Sorry for butchering your name.

                   STATEMENT OF ROB MOSBACHER

    Mr. Mosbacher. It's not the first time. Thank you. 
Chairwoman Kim and Ranking Member Bera, distinguished members 
of the committee, it's a great honor for me to have the 
opportunity to testify with respect to the reauthorization of 
U.S. International Development Finance Corporation and to be 
joined by my good friend Ted Yoho with whom I worked closely in 
2018.
    Having served three and a half years as head of OPIC and 
having had the privilege since the passage of the BUILD Act to 
serve on the Development Advisory Council which was created 
under the statute, I've had a chance to see firsthand the 
pluses and minuses, the strengths and weaknesses of the DFC.
    I'd say after monitoring the transition from OPIC to the 
DFC and then observing the last several years of performance, I 
believe I can say without qualification that the DFC is not 
only been a huge improvement over OPIC but has also been a huge 
success. The agency went from 3 to 4 billion dollars of 
commitments per year to over 12 billion and from a total 
portfolio of 29 billion to over 50 billion today. And over 70 
percent of those projects are in low and lower-middle-income 
countries.
    Yet, as impressive as that is, it's still a fraction of the 
Belt and Road financing done by China over the past 5 years. 
The question is how to take the DFC to the next level. I 
believe that the committee did an excellent job last year of 
addressing many of the areas that need to improve in H.R. 8926 
and I hope you will continue to build on that base. But before 
reviewing those areas, I want to suggest what underlying 
objectives I believe should drive this reauthorization process.

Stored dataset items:
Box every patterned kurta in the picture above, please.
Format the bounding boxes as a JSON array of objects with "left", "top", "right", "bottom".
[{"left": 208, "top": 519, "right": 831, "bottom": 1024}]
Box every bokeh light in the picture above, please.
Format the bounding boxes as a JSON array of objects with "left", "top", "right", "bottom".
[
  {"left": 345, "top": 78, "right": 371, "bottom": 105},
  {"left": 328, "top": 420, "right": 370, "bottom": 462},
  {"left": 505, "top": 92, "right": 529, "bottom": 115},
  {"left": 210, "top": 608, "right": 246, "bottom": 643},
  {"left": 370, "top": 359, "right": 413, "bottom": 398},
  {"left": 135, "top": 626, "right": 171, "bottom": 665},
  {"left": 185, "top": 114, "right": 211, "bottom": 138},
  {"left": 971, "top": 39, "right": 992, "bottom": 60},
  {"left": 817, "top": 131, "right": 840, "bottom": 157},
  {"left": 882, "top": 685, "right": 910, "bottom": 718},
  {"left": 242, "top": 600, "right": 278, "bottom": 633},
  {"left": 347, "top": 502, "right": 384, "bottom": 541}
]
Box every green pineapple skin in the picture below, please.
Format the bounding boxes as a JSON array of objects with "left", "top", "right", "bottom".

*Task set*
(a) Answer these questions from the Mosbacher testimony:
(i) How long did the speaker serve as head of OPIC?
(ii) How large is the DFC's total portfolio today?
(iii) Which bill did the committee work on last year to address areas needing improvement?
(b) Write the next part of the Mosbacher testimony, picking up after its final sentence.
The records aren't required for this work.

*Responses to the tasks*
(a)
(i) Three and a half years.
(ii) Over 50 billion dollars.
(iii) H.R. 8926.

(b)
    In my judgment, the DFC needs to be more proactive than 
reactive, more physically present in strategically important 
markets, and more willing to take on risk that clearly will 
lead to greater private sector investment. In order to achieve 
those objectives, there are several steps that can be taken in 
the reauthorization.
    First, the DFC needs much more flexibility in terms of the 
income levels of countries which the agency is eligible to do 
business. While I believe the principal focus of the agency 
should continue to be on doing deals in low-and lower-middle-
income countries where capital and credit is so scarce, I agree 
that changing the classification from World Bank income 
credit--income levels rather to World Bank lending levels is a 
step in the right direction. I also believe that giving the DFC 
CEO the authority to certify projects in upper-middle-income 
countries is a good change.
    A second essential change and one that is a leftover piece 
of business from the BUILD Act is to fix the way equity 
investments are scored to a net present value approach rather 
than treating those investments as grants. For decades, OPIC 
participated in private equity funds and always as senior 
secured debt. So for the decades that they had investments in 
private equity funds as debt, they nevertheless earned on a 
portfolio basis a 6 percent return. So I don't understand why 
budget officials seem to feel that there's no way of 
effectively evaluating risk when we have decades of experience 
of doing just that.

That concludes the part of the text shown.